[Dataset items]
----

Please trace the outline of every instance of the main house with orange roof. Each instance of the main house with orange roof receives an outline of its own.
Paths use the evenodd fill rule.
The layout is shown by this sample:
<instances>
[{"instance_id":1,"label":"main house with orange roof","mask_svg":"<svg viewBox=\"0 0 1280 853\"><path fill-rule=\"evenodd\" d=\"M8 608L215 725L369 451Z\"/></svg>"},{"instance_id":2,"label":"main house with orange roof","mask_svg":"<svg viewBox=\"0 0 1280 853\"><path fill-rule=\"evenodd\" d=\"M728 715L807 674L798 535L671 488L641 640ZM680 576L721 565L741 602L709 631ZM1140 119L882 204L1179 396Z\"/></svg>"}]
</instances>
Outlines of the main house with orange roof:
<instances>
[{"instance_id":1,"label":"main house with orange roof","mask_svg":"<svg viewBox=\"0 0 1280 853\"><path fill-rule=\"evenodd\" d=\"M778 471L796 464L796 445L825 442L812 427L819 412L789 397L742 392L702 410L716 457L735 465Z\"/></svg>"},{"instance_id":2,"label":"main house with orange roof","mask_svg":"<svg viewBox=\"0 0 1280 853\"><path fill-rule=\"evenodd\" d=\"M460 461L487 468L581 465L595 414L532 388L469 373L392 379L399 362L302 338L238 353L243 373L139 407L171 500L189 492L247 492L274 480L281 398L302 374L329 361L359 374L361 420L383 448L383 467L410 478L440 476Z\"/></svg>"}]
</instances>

----

▶ WHAT YOU HAVE TO DO
Copy nothing except the lines from the one with "Paths use the evenodd fill rule." through the end of the records; keep each exactly as it appears, first and last included.

▶ OUTPUT FOR THIS TASK
Paths use the evenodd fill rule.
The layout is shown by this sample:
<instances>
[{"instance_id":1,"label":"main house with orange roof","mask_svg":"<svg viewBox=\"0 0 1280 853\"><path fill-rule=\"evenodd\" d=\"M8 608L215 725L369 451Z\"/></svg>"},{"instance_id":2,"label":"main house with orange roof","mask_svg":"<svg viewBox=\"0 0 1280 853\"><path fill-rule=\"evenodd\" d=\"M728 715L807 674L798 535L671 488L641 640ZM680 576L721 565L741 602L709 631ZM1140 119L882 204L1179 396Z\"/></svg>"}]
</instances>
Outlines of the main house with orange roof:
<instances>
[{"instance_id":1,"label":"main house with orange roof","mask_svg":"<svg viewBox=\"0 0 1280 853\"><path fill-rule=\"evenodd\" d=\"M778 471L796 464L796 445L825 442L812 427L819 412L789 397L742 392L702 410L716 457L735 465Z\"/></svg>"},{"instance_id":2,"label":"main house with orange roof","mask_svg":"<svg viewBox=\"0 0 1280 853\"><path fill-rule=\"evenodd\" d=\"M460 461L487 468L581 465L595 414L532 388L469 373L392 379L399 362L302 338L238 353L243 373L139 407L171 500L189 492L247 492L274 480L281 398L302 374L329 361L359 374L361 420L383 448L383 467L410 478L440 476Z\"/></svg>"}]
</instances>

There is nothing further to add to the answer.